» **Document**:
Chip. Downpipe. Drop. Drive. Drool.


----------



## MisterJJ (Jul 28, 2005)

ceese said:


> That's an arguement that's been soooo beaten to death and I'm not going there.


Not to be argumentive but, there is nothing to argue. Chipped 2.0t beats 3.2. It's been proven. It is a fact so there is nothing to argue about.


----------



## Uber-A3 (Feb 23, 2002)

MisterJJ said:


> Not to be argumentive but, there is nothing to argue. Chipped 2.0t beats 3.2. It's been proven. It is a fact so there is nothing to argue about.


Unless you own a 3.2 and want to argue.


----------



## Tcardio (Mar 19, 2009)

MisterJJ said:


> Not to be argumentive but, there is nothing to argue. Chipped 2.0t beats 3.2. It's been proven. It is a fact so there is nothing to argue about.


Krazyboi 3.2 beats all chipped 2.0t. it's a fact so there is something to argue about


----------



## 2.0T Dan (Aug 14, 2012)

*Reset Tranny w/o Vag?*



r32nj said:


> I just traded my 2008 R32 in towards a 2013 A3 Quattro. The DSG seems to be more sluggish/smooth than the R32. Does this seem normal?
> 
> I kind of miss the quick, almost agressive shifting of the R32.


Hey you could try this, it has worked on many audis. I don't know if it will work with the DSG or S-Tronic tranny but its worth a shot. 

1. Put your key in the ignition and turn ignition to the on position (the position right before you start the car)
2. Hold down the gas pedal pressing the button under the pedal for at least 20 seconds.
3. Let foot off pedal and start car. Be sure that you do no turn ignition off because that will void the reset


----------



## ceese (Jul 2, 2011)

MisterJJ said:


> Not to be argumentive but, there is nothing to argue. Chipped 2.0t beats 3.2. It's been proven. It is a fact so there is nothing to argue about.


OK I went there.

All I ever hear is a modified 2.0T can beat a stock 3.2.

So what you are saying is that a stock 2.0T won't beat a stock 3.2 it needs to be chipped with a downpipe. You're comparing apples to oranges so lets continue - would a chipped 2.0t with a downpipe beat a chipped 3.2 with cold air and exhaust - hmm hard to say? Roughly the same cost for upgrades give or take a few hundred dollars? We're talking maybe another (30HP at the crank) 15HP to wheels on the 3.2 so my guess is they are pretty close even with the additional 500lbs of the 3.2. Keep in mind that the 3.2 is also going to have a lot more top end than the 2.0T so at some point it will deffinitely pull ahead. Throw in a set of Cams like JRUTTER'S car (still less than half the cost of a K04 upgrade) and there is no comparison.

There are some modified 500HP 2.0Ts out there but there are also a few modified 800+HP VR6s out there too - i Know of one pushing 900hp that a guy modified to do low 9 second quarter miles at a drag strip.

The simple truth is that they are different engines with different characteristics - I prefer the characteristics of a V6 over an i4 and am willing to pay the gas tax for those characteristics. IMO it's more fun to drive, accelerates a lot smoother and feels more planted. Want to bring a knife to a fist fight, the next guy will bring a gun and eventually the 2.0t is going to run out of steam and the 3.2 is going to win.

» **Given exercise 1**:
In the forum thread, rewrite the passage between "All I ever hear" and "is no comparison.", inclusive, changing every "downpipe" to "intercooler".

» **Given data**:

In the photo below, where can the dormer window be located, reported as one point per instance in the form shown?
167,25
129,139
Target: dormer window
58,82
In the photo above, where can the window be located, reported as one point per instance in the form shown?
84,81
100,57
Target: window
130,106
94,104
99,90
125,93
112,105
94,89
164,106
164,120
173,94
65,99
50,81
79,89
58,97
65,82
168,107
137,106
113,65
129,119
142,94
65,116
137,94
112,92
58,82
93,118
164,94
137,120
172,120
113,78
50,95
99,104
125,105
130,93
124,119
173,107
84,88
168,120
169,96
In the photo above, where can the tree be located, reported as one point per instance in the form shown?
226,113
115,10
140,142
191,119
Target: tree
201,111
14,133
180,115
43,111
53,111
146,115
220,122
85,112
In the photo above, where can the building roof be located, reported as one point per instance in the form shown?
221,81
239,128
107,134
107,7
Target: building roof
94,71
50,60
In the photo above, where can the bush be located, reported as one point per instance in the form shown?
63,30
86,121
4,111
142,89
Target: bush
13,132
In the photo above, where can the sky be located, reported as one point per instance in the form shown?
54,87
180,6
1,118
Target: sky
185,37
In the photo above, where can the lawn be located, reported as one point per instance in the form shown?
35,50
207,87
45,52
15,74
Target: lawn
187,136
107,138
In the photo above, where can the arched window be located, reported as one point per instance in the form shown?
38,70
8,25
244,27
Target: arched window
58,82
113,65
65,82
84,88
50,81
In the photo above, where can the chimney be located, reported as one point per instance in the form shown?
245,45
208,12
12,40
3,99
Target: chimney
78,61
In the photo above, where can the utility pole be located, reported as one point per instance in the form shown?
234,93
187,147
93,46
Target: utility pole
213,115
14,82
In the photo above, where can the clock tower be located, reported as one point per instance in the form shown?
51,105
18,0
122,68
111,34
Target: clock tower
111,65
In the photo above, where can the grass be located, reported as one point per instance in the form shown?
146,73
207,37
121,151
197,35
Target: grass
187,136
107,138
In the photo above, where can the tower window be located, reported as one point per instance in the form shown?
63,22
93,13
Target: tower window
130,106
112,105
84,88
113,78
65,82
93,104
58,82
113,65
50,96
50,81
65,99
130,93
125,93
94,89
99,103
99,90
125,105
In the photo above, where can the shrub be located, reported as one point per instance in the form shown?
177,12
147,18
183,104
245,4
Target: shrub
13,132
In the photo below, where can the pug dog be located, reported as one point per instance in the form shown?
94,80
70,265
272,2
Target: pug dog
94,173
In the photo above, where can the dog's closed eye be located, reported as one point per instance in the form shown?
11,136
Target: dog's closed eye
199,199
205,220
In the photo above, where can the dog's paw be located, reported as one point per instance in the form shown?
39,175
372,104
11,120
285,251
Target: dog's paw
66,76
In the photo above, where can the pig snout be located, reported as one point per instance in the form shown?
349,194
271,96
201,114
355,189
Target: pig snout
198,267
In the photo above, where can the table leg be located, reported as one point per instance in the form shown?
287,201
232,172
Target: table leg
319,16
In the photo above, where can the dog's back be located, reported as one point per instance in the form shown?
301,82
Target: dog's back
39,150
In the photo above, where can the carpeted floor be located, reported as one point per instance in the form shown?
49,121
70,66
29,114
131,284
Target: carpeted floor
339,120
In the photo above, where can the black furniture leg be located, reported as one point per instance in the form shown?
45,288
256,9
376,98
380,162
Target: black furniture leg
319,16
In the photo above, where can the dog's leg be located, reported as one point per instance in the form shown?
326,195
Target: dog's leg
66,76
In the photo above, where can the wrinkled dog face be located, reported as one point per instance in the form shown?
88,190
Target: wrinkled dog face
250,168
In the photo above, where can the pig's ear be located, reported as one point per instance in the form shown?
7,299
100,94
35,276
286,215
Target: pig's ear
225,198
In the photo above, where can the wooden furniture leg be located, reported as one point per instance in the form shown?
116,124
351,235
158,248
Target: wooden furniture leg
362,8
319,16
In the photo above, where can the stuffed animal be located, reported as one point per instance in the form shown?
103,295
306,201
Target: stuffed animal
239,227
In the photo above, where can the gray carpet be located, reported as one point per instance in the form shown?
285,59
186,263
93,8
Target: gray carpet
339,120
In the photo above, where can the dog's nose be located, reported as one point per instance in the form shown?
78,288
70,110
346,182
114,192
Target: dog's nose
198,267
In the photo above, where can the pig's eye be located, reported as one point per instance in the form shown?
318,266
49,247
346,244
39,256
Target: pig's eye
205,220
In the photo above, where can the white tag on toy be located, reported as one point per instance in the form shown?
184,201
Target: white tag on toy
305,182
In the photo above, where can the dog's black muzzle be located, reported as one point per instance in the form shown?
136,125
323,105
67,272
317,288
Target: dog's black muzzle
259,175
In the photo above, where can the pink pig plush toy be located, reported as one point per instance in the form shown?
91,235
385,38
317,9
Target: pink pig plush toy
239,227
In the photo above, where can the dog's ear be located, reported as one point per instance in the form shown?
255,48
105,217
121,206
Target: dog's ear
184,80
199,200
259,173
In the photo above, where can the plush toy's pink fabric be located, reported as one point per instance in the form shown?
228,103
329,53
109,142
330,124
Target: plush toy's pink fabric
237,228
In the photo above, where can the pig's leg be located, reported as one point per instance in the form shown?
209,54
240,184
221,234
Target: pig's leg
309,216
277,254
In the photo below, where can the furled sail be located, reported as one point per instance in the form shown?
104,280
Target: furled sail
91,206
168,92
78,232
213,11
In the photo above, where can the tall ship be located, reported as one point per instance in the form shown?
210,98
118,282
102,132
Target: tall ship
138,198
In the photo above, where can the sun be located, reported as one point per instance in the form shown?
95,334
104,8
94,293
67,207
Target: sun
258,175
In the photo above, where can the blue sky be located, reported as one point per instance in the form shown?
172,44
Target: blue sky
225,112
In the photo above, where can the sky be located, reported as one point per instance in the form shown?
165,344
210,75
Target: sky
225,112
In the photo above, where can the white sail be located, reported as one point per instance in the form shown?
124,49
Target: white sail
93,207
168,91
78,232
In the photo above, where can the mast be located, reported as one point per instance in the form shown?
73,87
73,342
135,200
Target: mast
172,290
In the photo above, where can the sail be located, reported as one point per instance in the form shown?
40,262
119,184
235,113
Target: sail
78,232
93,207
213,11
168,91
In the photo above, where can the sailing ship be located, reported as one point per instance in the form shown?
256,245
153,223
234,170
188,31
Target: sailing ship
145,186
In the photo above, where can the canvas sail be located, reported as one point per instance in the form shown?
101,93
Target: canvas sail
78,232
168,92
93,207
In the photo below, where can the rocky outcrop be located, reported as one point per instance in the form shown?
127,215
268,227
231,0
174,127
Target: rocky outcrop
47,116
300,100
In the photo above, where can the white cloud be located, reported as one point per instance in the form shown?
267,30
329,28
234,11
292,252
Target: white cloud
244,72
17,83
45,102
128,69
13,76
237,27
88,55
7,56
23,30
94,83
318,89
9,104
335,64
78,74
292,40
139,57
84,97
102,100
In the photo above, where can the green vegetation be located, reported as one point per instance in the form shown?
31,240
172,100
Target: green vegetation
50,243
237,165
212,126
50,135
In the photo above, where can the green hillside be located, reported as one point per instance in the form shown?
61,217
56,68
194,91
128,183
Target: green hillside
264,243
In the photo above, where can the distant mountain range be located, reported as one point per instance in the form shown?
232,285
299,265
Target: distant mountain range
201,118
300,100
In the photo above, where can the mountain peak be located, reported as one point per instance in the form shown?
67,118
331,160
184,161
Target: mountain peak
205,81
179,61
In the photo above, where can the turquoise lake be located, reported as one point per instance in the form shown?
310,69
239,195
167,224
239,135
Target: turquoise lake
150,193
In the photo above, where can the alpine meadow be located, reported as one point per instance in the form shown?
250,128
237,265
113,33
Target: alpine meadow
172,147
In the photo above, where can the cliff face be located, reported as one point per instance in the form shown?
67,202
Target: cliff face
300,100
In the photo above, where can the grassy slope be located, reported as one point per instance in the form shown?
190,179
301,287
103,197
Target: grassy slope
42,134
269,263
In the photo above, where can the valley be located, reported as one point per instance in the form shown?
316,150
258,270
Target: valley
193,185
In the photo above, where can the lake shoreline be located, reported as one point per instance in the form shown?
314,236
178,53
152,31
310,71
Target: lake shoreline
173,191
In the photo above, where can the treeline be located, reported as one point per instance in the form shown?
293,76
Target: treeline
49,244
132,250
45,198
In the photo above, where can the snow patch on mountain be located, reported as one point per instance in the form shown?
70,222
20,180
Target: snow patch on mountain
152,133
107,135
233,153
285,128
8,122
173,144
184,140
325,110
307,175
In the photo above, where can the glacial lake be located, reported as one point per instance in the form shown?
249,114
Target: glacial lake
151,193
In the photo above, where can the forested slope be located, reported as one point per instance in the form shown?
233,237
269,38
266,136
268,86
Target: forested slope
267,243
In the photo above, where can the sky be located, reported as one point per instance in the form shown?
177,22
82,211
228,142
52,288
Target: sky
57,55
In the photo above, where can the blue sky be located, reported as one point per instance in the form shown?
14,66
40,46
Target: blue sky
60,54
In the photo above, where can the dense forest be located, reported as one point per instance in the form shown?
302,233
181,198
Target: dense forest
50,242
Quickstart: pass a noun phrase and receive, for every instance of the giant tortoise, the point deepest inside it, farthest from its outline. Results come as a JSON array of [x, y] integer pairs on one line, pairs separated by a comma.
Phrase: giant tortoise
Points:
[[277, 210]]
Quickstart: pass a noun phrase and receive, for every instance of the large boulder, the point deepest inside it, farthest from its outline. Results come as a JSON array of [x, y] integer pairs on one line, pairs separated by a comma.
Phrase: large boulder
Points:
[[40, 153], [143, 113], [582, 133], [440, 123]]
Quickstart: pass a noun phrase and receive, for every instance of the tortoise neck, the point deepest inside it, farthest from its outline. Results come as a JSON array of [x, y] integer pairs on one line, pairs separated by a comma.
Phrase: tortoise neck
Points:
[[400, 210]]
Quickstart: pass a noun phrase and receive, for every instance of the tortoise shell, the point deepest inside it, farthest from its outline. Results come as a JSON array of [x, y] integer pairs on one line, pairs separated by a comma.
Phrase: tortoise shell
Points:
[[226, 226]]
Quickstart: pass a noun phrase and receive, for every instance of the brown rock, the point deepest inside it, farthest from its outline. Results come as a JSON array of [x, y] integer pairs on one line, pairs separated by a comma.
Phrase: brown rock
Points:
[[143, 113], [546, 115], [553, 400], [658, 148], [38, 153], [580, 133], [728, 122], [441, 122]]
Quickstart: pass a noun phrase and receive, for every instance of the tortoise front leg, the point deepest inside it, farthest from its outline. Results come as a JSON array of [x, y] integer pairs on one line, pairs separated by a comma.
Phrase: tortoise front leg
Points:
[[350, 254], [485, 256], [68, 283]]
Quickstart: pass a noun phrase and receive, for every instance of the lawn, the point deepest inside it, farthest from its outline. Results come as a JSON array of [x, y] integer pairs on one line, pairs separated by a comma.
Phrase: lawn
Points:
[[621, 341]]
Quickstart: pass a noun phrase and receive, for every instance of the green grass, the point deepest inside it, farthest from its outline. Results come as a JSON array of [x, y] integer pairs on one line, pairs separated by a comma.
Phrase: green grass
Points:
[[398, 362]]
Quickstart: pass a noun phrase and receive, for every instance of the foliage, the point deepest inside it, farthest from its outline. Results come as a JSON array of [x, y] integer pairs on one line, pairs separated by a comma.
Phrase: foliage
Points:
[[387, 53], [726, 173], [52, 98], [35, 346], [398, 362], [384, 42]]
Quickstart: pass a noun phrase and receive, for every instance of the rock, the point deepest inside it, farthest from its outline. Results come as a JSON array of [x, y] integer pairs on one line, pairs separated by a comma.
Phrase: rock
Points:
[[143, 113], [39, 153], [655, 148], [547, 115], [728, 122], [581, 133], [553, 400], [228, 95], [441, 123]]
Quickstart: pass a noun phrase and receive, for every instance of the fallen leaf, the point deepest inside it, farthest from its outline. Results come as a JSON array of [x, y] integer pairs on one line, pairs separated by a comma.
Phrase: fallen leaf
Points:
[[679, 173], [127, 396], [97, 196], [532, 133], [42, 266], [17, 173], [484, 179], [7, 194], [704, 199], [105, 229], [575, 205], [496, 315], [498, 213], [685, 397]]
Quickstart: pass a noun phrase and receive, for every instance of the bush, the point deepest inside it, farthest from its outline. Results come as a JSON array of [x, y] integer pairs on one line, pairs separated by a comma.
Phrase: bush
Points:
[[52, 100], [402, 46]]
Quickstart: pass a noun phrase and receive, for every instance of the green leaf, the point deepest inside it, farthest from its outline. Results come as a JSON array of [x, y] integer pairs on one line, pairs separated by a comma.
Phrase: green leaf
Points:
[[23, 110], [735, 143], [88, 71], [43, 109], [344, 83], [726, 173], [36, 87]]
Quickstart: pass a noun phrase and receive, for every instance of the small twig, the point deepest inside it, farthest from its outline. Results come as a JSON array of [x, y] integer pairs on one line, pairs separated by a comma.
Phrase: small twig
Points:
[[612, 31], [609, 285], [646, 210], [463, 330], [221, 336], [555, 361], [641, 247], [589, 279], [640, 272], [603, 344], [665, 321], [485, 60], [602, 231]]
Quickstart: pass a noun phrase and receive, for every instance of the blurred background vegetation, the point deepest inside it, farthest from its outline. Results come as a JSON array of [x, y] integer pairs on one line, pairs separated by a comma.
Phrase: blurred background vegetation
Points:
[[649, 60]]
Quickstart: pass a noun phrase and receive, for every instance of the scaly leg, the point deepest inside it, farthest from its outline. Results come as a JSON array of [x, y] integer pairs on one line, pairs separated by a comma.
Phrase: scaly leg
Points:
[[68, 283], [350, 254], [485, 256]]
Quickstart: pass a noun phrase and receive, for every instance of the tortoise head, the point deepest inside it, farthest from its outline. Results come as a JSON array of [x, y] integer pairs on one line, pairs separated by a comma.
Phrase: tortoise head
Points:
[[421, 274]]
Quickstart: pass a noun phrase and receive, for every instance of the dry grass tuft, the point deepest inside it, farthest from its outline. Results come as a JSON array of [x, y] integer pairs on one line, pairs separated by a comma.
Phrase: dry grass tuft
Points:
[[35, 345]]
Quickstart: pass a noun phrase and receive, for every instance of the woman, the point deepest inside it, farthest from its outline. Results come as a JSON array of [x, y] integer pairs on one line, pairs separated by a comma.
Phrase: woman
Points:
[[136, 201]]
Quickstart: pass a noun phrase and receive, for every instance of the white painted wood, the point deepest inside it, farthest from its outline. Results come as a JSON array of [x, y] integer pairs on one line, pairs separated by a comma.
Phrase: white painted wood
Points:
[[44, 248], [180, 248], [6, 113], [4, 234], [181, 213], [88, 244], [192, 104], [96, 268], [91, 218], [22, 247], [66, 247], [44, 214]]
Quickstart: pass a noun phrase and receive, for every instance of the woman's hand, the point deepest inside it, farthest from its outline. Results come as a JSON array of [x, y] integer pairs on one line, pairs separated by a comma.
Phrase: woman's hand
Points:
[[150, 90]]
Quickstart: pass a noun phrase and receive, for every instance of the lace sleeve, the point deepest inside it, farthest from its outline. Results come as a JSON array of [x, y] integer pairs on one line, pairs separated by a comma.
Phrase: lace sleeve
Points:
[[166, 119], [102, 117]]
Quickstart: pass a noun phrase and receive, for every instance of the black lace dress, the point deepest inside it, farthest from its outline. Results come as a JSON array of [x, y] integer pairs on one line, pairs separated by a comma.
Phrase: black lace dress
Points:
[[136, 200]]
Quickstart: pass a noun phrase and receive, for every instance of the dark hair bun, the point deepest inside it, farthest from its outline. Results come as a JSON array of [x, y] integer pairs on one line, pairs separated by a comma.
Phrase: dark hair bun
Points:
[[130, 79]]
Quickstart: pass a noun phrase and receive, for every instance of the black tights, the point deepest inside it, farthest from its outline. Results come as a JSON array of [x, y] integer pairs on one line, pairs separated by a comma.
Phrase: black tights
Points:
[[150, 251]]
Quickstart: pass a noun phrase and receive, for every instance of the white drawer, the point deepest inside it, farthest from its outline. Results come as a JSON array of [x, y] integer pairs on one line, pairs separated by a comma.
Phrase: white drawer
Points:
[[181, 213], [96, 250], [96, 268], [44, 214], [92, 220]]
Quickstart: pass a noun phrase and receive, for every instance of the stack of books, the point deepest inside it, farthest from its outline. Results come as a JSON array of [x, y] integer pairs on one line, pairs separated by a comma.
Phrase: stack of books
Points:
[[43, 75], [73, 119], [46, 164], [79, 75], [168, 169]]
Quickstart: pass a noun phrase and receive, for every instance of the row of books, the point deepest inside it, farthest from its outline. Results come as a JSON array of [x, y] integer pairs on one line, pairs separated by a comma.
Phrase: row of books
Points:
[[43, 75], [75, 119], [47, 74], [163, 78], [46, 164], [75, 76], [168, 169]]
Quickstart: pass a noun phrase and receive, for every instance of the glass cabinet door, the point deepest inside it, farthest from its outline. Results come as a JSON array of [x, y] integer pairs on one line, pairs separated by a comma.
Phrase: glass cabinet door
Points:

» **Given exercise 2**:
How many lines of the listing contain the string "snow", with case counting? Give only the number.

» **Right answer 1**:
All I ever hear is a modified 2.0T can beat a stock 3.2.

So what you are saying is that a stock 2.0T won't beat a stock 3.2 it needs to be chipped with a intercooler. You're comparing apples to oranges so lets continue - would a chipped 2.0t with a intercooler beat a chipped 3.2 with cold air and exhaust - hmm hard to say? Roughly the same cost for upgrades give or take a few hundred dollars? We're talking maybe another (30HP at the crank) 15HP to wheels on the 3.2 so my guess is they are pretty close even with the additional 500lbs of the 3.2. Keep in mind that the 3.2 is also going to have a lot more top end than the 2.0T so at some point it will deffinitely pull ahead. Throw in a set of Cams like JRUTTER'S car (still less than half the cost of a K04 upgrade) and there is no comparison.

» **Right answer 2**:
2